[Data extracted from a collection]
···
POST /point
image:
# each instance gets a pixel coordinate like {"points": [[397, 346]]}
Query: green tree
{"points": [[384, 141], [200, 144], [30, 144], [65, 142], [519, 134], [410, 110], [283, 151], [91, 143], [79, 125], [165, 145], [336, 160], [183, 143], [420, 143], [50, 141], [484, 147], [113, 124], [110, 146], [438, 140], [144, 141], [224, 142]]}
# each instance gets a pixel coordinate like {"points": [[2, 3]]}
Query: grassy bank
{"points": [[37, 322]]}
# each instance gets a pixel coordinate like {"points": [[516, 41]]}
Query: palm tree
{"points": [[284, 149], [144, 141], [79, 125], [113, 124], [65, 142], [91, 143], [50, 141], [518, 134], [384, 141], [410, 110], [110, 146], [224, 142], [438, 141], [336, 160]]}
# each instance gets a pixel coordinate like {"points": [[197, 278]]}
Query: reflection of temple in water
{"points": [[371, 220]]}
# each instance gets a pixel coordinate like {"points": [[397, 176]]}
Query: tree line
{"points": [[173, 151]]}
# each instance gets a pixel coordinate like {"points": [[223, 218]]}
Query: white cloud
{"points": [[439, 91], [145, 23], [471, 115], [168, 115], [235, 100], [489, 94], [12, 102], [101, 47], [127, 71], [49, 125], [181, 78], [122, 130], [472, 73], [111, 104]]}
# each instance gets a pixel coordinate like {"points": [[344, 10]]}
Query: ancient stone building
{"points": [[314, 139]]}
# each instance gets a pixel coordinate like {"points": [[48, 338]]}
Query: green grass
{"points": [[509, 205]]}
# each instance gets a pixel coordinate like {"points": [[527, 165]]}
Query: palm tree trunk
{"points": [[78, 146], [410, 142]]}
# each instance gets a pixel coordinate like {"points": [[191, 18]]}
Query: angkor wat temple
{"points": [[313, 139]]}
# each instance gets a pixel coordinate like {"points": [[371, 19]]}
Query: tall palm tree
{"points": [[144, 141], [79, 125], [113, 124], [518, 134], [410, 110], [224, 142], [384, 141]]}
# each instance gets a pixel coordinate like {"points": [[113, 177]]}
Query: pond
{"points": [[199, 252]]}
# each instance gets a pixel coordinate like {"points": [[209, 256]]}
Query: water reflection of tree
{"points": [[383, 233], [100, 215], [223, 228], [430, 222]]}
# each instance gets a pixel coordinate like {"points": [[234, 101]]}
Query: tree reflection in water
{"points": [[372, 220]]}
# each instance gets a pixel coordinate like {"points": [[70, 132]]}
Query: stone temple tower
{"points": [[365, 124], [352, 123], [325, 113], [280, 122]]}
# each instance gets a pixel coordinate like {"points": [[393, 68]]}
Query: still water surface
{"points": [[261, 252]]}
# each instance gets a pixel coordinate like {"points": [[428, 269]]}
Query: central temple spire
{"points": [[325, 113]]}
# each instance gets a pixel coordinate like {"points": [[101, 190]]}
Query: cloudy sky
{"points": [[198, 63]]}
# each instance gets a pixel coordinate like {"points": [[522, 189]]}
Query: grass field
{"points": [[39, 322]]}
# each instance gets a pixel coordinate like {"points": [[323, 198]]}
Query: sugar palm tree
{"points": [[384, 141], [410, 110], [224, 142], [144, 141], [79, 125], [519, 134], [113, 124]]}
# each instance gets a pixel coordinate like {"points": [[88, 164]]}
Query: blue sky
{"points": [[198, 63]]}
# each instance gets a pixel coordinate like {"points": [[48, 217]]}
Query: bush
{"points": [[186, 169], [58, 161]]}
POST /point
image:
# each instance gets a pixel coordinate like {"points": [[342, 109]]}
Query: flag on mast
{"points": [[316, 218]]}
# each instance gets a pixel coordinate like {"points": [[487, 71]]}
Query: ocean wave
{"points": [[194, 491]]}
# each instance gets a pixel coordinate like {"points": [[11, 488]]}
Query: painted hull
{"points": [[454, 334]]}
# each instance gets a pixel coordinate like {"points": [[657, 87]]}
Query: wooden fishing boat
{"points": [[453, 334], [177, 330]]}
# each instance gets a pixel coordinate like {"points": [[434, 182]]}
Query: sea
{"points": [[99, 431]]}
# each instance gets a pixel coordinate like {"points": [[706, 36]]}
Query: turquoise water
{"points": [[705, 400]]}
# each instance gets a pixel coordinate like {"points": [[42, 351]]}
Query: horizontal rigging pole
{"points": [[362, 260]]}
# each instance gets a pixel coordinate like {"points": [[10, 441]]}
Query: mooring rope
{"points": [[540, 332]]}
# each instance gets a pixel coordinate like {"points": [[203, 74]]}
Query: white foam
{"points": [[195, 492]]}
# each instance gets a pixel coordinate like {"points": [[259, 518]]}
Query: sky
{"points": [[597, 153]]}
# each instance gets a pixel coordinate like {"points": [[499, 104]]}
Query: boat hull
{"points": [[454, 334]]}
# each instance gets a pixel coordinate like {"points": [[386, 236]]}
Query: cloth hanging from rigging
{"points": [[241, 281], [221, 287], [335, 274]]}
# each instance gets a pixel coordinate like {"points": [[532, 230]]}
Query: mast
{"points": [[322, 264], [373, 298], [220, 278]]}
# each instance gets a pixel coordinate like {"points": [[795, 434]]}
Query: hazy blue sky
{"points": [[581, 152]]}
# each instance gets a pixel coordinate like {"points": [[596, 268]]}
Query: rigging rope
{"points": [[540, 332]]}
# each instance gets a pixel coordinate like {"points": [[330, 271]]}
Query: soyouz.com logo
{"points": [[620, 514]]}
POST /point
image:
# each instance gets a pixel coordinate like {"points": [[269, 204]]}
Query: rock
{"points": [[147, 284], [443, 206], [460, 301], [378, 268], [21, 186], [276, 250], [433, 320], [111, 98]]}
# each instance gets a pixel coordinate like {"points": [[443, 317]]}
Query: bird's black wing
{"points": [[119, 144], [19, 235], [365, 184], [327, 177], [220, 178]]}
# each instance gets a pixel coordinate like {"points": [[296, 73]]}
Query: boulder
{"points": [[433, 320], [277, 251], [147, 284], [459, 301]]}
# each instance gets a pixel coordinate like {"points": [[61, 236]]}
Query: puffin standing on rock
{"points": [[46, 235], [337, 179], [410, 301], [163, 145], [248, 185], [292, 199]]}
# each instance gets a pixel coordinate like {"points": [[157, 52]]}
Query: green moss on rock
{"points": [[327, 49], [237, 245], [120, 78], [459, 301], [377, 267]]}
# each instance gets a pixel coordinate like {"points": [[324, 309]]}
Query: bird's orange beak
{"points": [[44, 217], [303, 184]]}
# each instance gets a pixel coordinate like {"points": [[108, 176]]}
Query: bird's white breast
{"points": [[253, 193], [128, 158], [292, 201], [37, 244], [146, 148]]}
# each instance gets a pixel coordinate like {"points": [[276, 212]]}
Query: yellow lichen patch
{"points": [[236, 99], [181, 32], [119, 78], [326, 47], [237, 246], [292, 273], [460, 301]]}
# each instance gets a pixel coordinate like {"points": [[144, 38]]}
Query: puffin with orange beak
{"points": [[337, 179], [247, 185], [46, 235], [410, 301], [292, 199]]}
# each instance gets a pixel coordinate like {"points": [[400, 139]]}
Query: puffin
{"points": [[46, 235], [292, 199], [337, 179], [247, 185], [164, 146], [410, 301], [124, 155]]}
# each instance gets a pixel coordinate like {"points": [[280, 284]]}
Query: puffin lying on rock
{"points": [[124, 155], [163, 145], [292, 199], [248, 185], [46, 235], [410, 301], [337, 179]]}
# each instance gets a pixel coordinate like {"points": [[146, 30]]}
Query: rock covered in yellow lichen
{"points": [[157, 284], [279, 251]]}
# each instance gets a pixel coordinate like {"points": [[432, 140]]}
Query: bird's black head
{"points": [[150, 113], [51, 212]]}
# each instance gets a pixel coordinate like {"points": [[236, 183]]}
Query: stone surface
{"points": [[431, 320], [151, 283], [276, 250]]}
···
INSTRUCTION: Restate the whole listing exactly, leaving out nothing.

THE REPLY:
POST /point
image:
# each instance gets a pixel coordinate like {"points": [[397, 346]]}
Query: green tree
{"points": [[384, 141], [200, 144], [30, 144], [65, 142], [519, 134], [410, 110], [283, 151], [91, 143], [79, 125], [165, 145], [336, 160], [183, 143], [420, 143], [50, 141], [484, 147], [113, 124], [110, 146], [438, 140], [144, 141], [224, 142]]}
# each instance gets a pixel coordinate like {"points": [[2, 3]]}
Query: grassy bank
{"points": [[37, 322]]}
# each instance gets a pixel coordinate like {"points": [[516, 41]]}
Query: palm tree
{"points": [[284, 149], [144, 141], [79, 125], [113, 124], [65, 142], [91, 143], [50, 141], [518, 134], [384, 141], [410, 110], [110, 146], [224, 142], [438, 141], [336, 160]]}
# each instance gets a pixel coordinate like {"points": [[197, 278]]}
Query: reflection of temple in water
{"points": [[371, 220]]}
# each instance gets a pixel coordinate like {"points": [[397, 176]]}
Query: tree line
{"points": [[173, 151]]}
# each instance gets a pixel coordinate like {"points": [[223, 218]]}
Query: white cloud
{"points": [[439, 91], [145, 23], [471, 115], [168, 115], [235, 100], [489, 94], [12, 102], [101, 47], [127, 71], [49, 125], [181, 78], [122, 130], [472, 73], [111, 104]]}
# each instance gets a pixel coordinate like {"points": [[344, 10]]}
Query: ancient stone building
{"points": [[314, 139]]}
# each instance gets a pixel coordinate like {"points": [[48, 338]]}
Query: green grass
{"points": [[509, 205]]}
# each instance gets a pixel coordinate like {"points": [[527, 165]]}
Query: palm tree trunk
{"points": [[78, 146], [410, 142]]}
# each instance gets a pixel coordinate like {"points": [[191, 18]]}
Query: angkor wat temple
{"points": [[313, 139]]}
# each instance gets a pixel coordinate like {"points": [[371, 19]]}
Query: tall palm tree
{"points": [[144, 141], [79, 125], [113, 124], [518, 134], [410, 110], [224, 142], [384, 141]]}
# each instance gets a pixel coordinate like {"points": [[113, 177]]}
Query: pond
{"points": [[199, 252]]}
# each instance gets a pixel coordinate like {"points": [[209, 256]]}
Query: water reflection of tree
{"points": [[383, 233], [100, 215], [223, 228], [430, 222]]}
# each instance gets a pixel coordinate like {"points": [[234, 101]]}
Query: tree reflection in water
{"points": [[372, 220]]}
# each instance gets a pixel coordinate like {"points": [[70, 132]]}
Query: stone temple tower
{"points": [[365, 124], [352, 123], [325, 113], [280, 122]]}
# each instance gets a pixel coordinate like {"points": [[393, 68]]}
Query: still water surface
{"points": [[261, 252]]}
# each instance gets a pixel coordinate like {"points": [[428, 269]]}
Query: central temple spire
{"points": [[325, 113]]}
# each instance gets a pixel coordinate like {"points": [[101, 190]]}
Query: cloudy sky
{"points": [[198, 63]]}
# each instance gets a pixel coordinate like {"points": [[522, 189]]}
Query: grass field
{"points": [[39, 322]]}
# each instance gets a pixel coordinate like {"points": [[323, 198]]}
Query: sugar palm tree
{"points": [[384, 141], [410, 110], [224, 142], [144, 141], [79, 125], [519, 134], [113, 124]]}
# each instance gets a pixel coordinate like {"points": [[88, 164]]}
Query: blue sky
{"points": [[198, 63]]}
# each instance gets a pixel coordinate like {"points": [[48, 217]]}
Query: bush
{"points": [[186, 169], [58, 161]]}
POST /point
image:
# each instance gets a pixel coordinate like {"points": [[342, 109]]}
Query: flag on mast
{"points": [[316, 218]]}
# each instance gets a pixel coordinate like {"points": [[487, 71]]}
Query: ocean wave
{"points": [[194, 491]]}
# each instance gets a pixel coordinate like {"points": [[11, 488]]}
Query: painted hull
{"points": [[454, 334]]}
# each instance gets a pixel coordinate like {"points": [[657, 87]]}
Query: wooden fishing boat
{"points": [[453, 334], [177, 330]]}
# each instance gets a pixel coordinate like {"points": [[434, 182]]}
Query: sea
{"points": [[99, 431]]}
# each instance gets a pixel coordinate like {"points": [[706, 36]]}
Query: turquoise water
{"points": [[705, 400]]}
# each instance gets a pixel coordinate like {"points": [[42, 351]]}
Query: horizontal rigging pole
{"points": [[362, 260]]}
# each instance gets a pixel coordinate like {"points": [[10, 441]]}
Query: mooring rope
{"points": [[540, 332]]}
# each instance gets a pixel coordinate like {"points": [[203, 74]]}
Query: white foam
{"points": [[195, 492]]}
# each instance gets a pixel coordinate like {"points": [[259, 518]]}
Query: sky
{"points": [[597, 153]]}
# each instance gets a pixel coordinate like {"points": [[499, 104]]}
Query: boat hull
{"points": [[454, 334]]}
# each instance gets a pixel coordinate like {"points": [[386, 236]]}
Query: cloth hanging from rigging
{"points": [[241, 281], [221, 287], [335, 274]]}
# each instance gets a pixel coordinate like {"points": [[532, 230]]}
Query: mast
{"points": [[322, 264], [373, 298], [220, 278]]}
# each instance gets a pixel coordinate like {"points": [[795, 434]]}
Query: hazy blue sky
{"points": [[581, 152]]}
# each instance gets a pixel coordinate like {"points": [[596, 268]]}
Query: rigging rope
{"points": [[540, 332]]}
# each instance gets a pixel coordinate like {"points": [[330, 271]]}
Query: soyouz.com logo
{"points": [[620, 514]]}
POST /point
image:
# each instance gets a pixel coordinate like {"points": [[269, 204]]}
Query: rock
{"points": [[147, 284], [443, 206], [460, 301], [378, 268], [21, 186], [276, 250], [433, 320], [111, 98]]}
# each instance gets a pixel coordinate like {"points": [[443, 317]]}
Query: bird's black wing
{"points": [[119, 144], [19, 235], [365, 184], [327, 177], [220, 178]]}
# each instance gets a pixel coordinate like {"points": [[296, 73]]}
Query: boulder
{"points": [[433, 320], [277, 251], [147, 284], [459, 301]]}
# each instance gets a pixel coordinate like {"points": [[61, 236]]}
Query: puffin standing on rock
{"points": [[46, 235], [337, 179], [410, 301], [163, 145], [248, 185], [292, 199]]}
# each instance gets a pixel coordinate like {"points": [[157, 52]]}
Query: green moss on rock
{"points": [[327, 49], [237, 245], [120, 78], [459, 301], [377, 267]]}
# each instance gets a pixel coordinate like {"points": [[324, 309]]}
Query: bird's orange beak
{"points": [[44, 217], [303, 184]]}
# each instance gets a pixel coordinate like {"points": [[108, 176]]}
Query: bird's white breast
{"points": [[253, 193], [128, 158], [292, 201], [37, 244], [146, 148]]}
# each instance gets a pixel coordinate like {"points": [[276, 212]]}
Query: yellow lichen patch
{"points": [[236, 99], [181, 32], [119, 78], [326, 47], [237, 246], [292, 273], [460, 301]]}
# each instance gets a pixel coordinate like {"points": [[144, 38]]}
Query: puffin with orange beak
{"points": [[337, 179], [247, 185], [46, 235], [410, 301], [292, 199]]}
# each instance gets a pixel coordinate like {"points": [[400, 139]]}
Query: puffin
{"points": [[46, 235], [292, 199], [337, 179], [247, 185], [164, 146], [410, 301], [124, 155]]}
# each instance gets a pixel coordinate like {"points": [[280, 284]]}
Query: puffin lying on rock
{"points": [[124, 155], [163, 145], [292, 199], [248, 185], [46, 235], [410, 301], [337, 179]]}
# each instance gets a pixel coordinate like {"points": [[146, 30]]}
Query: rock covered in yellow lichen
{"points": [[157, 284], [279, 251]]}
# each instance gets a pixel coordinate like {"points": [[432, 140]]}
Query: bird's black head
{"points": [[150, 113], [51, 212]]}
# each instance gets a pixel coordinate like {"points": [[236, 183]]}
Query: stone surface
{"points": [[431, 320], [151, 283], [276, 250]]}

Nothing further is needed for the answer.